_PROMPT A:_ According to the passage on Saudi Arabia's Board seat, why did the kingdom's November 2025 "welcome" of the Board's decision carry strategic weight beyond the Board room? Answer in one to three sentences.
_PROMPT B:_
Decide whether each statement below agrees with the passage on Saudi Arabia's Board seat. Answer yes or no for each, and quote the deciding words of the passage.
(i) Saudi Arabia's seat on the Board is described as a routine diplomatic appointment.
(ii) The defence package signed alongside the Section 123 agreement has produced substantial Patriot resupply.
(iii) The Israeli strikes on Tehran and other cities took place on the same day the Board session opened.

_SUPPLIED TEXT:_
Content starts
Saudi Arabia was elected to the Board at the 69th General Conference in September 2025, for a term running through 2027. The seat was a routine diplomatic appointment — Riyadh had served in 2007–2008, 2011–2013, and 2022–2024 — and carried no special complications at the time. What changed was what Riyadh signed eight months later.

When the November 2025 resolution passed, Saudi Arabia publicly “welcomed” the Board’s decision, according to Asharq Al-Awsat. That statement was issued before the Section 123 agreement existed. Before Prince Abdulaziz bin Salman told Al Jazeera in January 2025 that the kingdom possessed approximately 90,000 tonnes of uranium in the Arabian Shield and intended to enrich it. Before the May 13 signing ceremony bundled nuclear cooperation and the defence package into a single diplomatic event, making the link between Saudi Arabia’s security architecture and its nuclear ambitions impossible to separate.

The November 2025 “welcome” carried strategic weight beyond the Board room. Saudi Arabia chose to associate itself publicly with the enforcement action while actively seeking the Section 123 agreement — a period when Congressional sceptics were evaluating whether Riyadh deserved nuclear cooperation the UAE had earned by accepting stricter conditions. The statement helped establish the kingdom’s nonproliferation credentials in Washington. Six months later, with the agreement signed and Congressional review under S.4243 pending, the same Board seat requires a vote that twelve members of Congress have already framed as a contradiction.

The Board vote arrives at Day 100 of the Iran-Gulf war. Israeli strikes hit targets in Tehran, Isfahan, Tabriz, Karaj, and Kermanshah on June 8 — the same day the Board session opened — in an escalation that collapsed what remained of the US-Iran negotiating track. FM Faisal bin Farhan has had no confirmed contact with Secretary Rubio or FM Araghchi in recent weeks. The kingdom’s MOFA has issued no public statement on any subject for over ten days.

The convergence is specific. Saudi Arabia’s PAC-3 Patriot interceptor reserves have fallen to roughly 80–150 rounds — approximately fourteen percent of pre-war stocks — and the GCC’s air defence belt is approaching depletion. The defence package signed alongside the Section 123 agreement has produced no material Patriot resupply. Riyadh’s defence dependence on Washington, its nuclear dependence on Washington, and its diplomatic silence toward Tehran are all simultaneously visible at the Board table. The kingdom’s vote on a nonproliferation resolution will be cast by a delegation whose capital has said nothing publicly — about anything — in ten days.

Two pressurized water reactor domes under construction at Kudankulam nuclear power plant, India — the same reactor design class Saudi Arabia plans for its Khor Duweihin facility
Two pressurized water reactor domes under construction at Kudankulam, India — photographed by the IAEA during a safeguards visit. Saudi Arabia’s planned Khor Duweihin site calls for two 1,400 MWe PWRs of the same design class, to begin construction in the late 2020s under the Section 123 agreement that does not require an enrichment prohibition. Photo: Petr Pavlicek / IAEA Imagebank / CC BY-SA 2.0

What Did the Section 123 Agreement Omit?
Content ends
_GIVEN RECORDS:_
Content starts
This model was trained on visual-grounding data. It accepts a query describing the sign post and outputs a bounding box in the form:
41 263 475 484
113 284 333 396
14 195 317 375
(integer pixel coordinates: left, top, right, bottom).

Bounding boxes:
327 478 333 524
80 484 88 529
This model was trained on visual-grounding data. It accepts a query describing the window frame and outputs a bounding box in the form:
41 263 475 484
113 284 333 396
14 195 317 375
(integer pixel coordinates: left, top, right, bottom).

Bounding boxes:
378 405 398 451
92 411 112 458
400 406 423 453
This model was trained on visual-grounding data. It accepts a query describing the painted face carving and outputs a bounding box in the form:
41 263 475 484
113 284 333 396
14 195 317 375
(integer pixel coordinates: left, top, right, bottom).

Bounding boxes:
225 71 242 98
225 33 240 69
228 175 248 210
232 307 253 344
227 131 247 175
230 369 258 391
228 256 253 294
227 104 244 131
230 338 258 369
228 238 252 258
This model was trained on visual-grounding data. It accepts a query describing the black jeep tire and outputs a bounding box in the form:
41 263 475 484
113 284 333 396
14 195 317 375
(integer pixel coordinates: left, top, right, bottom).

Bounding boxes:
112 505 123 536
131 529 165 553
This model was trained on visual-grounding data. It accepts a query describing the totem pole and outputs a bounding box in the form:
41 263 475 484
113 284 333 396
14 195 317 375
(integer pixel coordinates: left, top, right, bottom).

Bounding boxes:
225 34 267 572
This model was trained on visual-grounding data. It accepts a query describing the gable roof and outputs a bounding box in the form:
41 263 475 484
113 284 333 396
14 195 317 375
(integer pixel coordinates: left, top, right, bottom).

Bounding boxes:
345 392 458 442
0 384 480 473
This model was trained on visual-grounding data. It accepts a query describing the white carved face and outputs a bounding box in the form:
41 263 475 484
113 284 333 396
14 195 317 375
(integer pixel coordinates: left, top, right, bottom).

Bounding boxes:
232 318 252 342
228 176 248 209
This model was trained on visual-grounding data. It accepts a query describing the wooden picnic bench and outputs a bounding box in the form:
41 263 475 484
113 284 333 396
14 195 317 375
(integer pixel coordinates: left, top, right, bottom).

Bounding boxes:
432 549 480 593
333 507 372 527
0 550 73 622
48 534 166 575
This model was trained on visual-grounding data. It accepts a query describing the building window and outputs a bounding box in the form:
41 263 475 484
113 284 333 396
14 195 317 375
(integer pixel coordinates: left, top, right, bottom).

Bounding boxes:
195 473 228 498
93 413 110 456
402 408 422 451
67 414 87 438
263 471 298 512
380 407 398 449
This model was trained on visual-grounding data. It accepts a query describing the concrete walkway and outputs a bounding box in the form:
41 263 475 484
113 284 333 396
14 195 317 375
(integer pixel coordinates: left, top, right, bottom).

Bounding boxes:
Content ends
_ANSWER SPACE A:_ Saudi Arabia publicly associated itself with the enforcement action while it was actively seeking the Section 123 agreement. At that time, Congressional sceptics were evaluating whether Riyadh deserved nuclear cooperation, so the statement helped establish the kingdom's nonproliferation credentials in Washington.

_ANSWER SPACE B:_
(i) Yes: "The seat was a routine diplomatic appointment"
(ii) No: "has produced no material Patriot resupply"
(iii) Yes: "on June 8 — the same day the Board session opened"